WRITTEN REQUEST
Please render the lines of the data below, starting at the line containing "Target: snowy slope" and ending at the line containing "(1056, 229)", as a Markdown table with the columns Row and Entry. Number each line, and leave out blank lines.

RECORD EXCERPTS
-- Start --

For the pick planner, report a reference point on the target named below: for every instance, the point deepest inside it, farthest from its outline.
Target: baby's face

-- End --
-- Start --

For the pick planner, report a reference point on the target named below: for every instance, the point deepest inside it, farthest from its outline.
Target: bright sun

-- End --
-- Start --

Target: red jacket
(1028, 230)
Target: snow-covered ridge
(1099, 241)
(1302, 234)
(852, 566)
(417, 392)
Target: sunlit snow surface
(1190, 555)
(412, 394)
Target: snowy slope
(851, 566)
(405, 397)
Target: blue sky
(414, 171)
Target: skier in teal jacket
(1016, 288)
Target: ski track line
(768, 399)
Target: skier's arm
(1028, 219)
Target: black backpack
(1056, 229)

-- End --

EXERCISE ANSWER
| Row | Entry |
|---|---|
| 1 | Target: snowy slope |
| 2 | (851, 566) |
| 3 | (405, 397) |
| 4 | Target: blue sky |
| 5 | (414, 171) |
| 6 | Target: skier in teal jacket |
| 7 | (1016, 288) |
| 8 | Target: ski track line |
| 9 | (768, 399) |
| 10 | Target: skier's arm |
| 11 | (1028, 219) |
| 12 | Target: black backpack |
| 13 | (1056, 229) |